Required work =
In the rows below, change every "Challenge card" to "Practice card" and write the rows out again with nothing else altered. Omit the pictures from your answer.
* START The records *
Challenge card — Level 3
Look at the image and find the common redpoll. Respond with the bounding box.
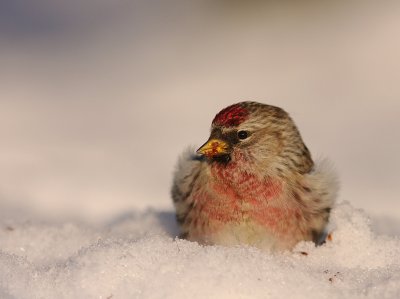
[172,102,338,251]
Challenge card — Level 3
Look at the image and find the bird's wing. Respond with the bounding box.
[304,159,339,245]
[171,148,204,236]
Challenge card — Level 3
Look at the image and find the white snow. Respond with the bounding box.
[0,203,400,299]
[0,0,400,299]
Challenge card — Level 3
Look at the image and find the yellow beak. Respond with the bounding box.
[197,139,229,158]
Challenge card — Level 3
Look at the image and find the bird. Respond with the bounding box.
[171,101,339,252]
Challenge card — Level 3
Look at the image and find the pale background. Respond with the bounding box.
[0,0,400,221]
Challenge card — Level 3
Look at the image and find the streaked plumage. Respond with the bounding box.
[172,102,338,250]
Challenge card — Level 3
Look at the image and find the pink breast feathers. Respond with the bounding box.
[213,104,249,127]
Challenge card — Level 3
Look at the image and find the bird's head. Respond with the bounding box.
[197,102,313,173]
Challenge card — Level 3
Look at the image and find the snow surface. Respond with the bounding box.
[0,202,400,299]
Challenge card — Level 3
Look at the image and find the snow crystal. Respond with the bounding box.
* END The records *
Complete answer =
Practice card — Level 3
Look at the image and find the common redpoll. Respond with the bounding box.
[172,102,338,251]
Practice card — Level 3
Look at the image and find the bird's wing. Respond with the bounding box.
[304,159,339,245]
[171,148,204,236]
Practice card — Level 3
Look at the image and find the white snow. Respond with the bounding box.
[0,203,400,299]
[0,0,400,299]
Practice card — Level 3
Look at the image and find the yellow beak. Respond with the bounding box.
[197,139,229,158]
Practice card — Level 3
Look at the image and find the bird. Respond with the bounding box.
[171,101,339,252]
Practice card — Level 3
Look at the image and find the pale background. Respond with the bounding box.
[0,0,400,221]
Practice card — Level 3
Look at the image and find the streaked plumage. Respond with the bounding box.
[172,102,338,250]
Practice card — Level 3
Look at the image and find the pink breast feathers. Respond with the bounding box.
[213,104,249,127]
Practice card — Level 3
Look at the image and find the bird's head. Respond with the bounding box.
[197,102,313,173]
Practice card — Level 3
Look at the image and find the snow surface. Respond with the bounding box.
[0,202,400,299]
Practice card — Level 3
Look at the image and find the snow crystal. Respond with the bounding box.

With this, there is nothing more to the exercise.